What this task involves => Set down the whole listing verbatim.

═══ Listed records ═══

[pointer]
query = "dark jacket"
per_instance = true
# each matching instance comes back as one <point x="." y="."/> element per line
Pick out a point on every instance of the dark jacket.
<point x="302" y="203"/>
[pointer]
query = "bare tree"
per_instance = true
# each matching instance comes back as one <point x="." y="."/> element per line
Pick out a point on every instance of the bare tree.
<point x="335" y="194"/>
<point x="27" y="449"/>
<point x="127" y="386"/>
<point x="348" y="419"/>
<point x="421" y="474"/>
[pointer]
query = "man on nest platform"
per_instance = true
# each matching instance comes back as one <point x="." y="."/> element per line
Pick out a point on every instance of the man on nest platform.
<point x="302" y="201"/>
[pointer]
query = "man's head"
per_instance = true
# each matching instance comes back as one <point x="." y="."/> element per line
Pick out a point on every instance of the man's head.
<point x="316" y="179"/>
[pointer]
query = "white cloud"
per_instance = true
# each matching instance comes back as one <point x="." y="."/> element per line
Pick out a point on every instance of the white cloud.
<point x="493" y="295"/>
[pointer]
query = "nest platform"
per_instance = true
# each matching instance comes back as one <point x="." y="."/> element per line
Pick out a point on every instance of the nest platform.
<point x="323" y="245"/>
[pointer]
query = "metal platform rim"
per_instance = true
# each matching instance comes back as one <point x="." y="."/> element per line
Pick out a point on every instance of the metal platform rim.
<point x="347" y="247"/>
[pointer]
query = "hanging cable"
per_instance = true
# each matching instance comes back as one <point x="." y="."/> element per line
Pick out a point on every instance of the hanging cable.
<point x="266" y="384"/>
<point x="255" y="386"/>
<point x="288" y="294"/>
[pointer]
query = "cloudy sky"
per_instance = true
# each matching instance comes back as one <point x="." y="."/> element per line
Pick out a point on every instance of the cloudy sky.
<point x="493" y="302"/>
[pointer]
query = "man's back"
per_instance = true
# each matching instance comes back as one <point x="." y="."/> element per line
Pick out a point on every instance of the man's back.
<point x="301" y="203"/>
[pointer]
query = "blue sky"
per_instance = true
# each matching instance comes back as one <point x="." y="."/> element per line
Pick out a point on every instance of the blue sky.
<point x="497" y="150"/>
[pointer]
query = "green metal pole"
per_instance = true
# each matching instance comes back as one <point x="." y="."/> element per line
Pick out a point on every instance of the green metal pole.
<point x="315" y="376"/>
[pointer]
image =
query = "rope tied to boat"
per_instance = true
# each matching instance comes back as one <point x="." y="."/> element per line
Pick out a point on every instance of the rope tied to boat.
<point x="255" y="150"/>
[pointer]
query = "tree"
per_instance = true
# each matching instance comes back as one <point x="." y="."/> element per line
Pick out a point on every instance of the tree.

═══

Response below =>
[pointer]
query = "dark jacket"
per_instance = true
# each matching instance comes back as one <point x="." y="."/> element per line
Pick out a point on every instance of the dark jacket.
<point x="302" y="203"/>
[pointer]
query = "bare tree"
per_instance = true
# each matching instance comes back as one <point x="." y="."/> element per line
Pick out a point on every instance of the bare tree.
<point x="335" y="194"/>
<point x="27" y="449"/>
<point x="127" y="386"/>
<point x="348" y="419"/>
<point x="421" y="474"/>
[pointer]
query = "man on nest platform"
per_instance = true
# each matching instance comes back as one <point x="." y="."/> element per line
Pick out a point on every instance of the man on nest platform.
<point x="302" y="201"/>
[pointer]
query = "man's head"
per_instance = true
# each matching instance comes back as one <point x="." y="."/> element per line
Pick out a point on every instance of the man's head.
<point x="316" y="179"/>
[pointer]
query = "white cloud"
per_instance = true
# each matching instance comes back as one <point x="." y="."/> element per line
Pick out a point on every instance of the white cloud.
<point x="493" y="295"/>
[pointer]
query = "nest platform"
per_instance = true
# each matching instance comes back as one <point x="." y="."/> element per line
Pick out a point on every instance of the nest platform.
<point x="323" y="245"/>
[pointer]
query = "metal platform rim"
per_instance = true
# each matching instance comes back as one <point x="." y="."/> element per line
Pick out a point on every instance of the metal platform rim.
<point x="347" y="247"/>
[pointer]
query = "hanging cable"
per_instance = true
# each matching instance comes back as one <point x="." y="."/> element per line
Pick out a point on every instance of the hanging cable.
<point x="266" y="384"/>
<point x="255" y="386"/>
<point x="288" y="294"/>
[pointer]
query = "cloudy sky"
per_instance = true
# each matching instance comes back as one <point x="." y="."/> element per line
Pick out a point on every instance of the cloudy sky.
<point x="493" y="302"/>
[pointer]
query = "man's back"
per_instance = true
# each matching instance comes back as one <point x="." y="."/> element per line
Pick out a point on every instance of the man's back.
<point x="301" y="203"/>
[pointer]
query = "blue sky"
per_instance = true
# each matching instance comes back as one <point x="." y="."/> element per line
Pick out a point on every instance of the blue sky.
<point x="497" y="150"/>
[pointer]
query = "green metal pole"
per_instance = true
# each matching instance comes back as one <point x="." y="."/> element per line
Pick out a point on every instance of the green metal pole.
<point x="315" y="376"/>
[pointer]
image =
query = "rope tied to boat"
per_instance = true
# each matching instance comes back as one <point x="." y="."/> element per line
Pick out a point on every instance of the rope tied to boat.
<point x="255" y="150"/>
[pointer]
query = "tree"
per_instance = true
# each matching instance comes back as one <point x="." y="."/> element per line
Pick out a point on every instance of the tree.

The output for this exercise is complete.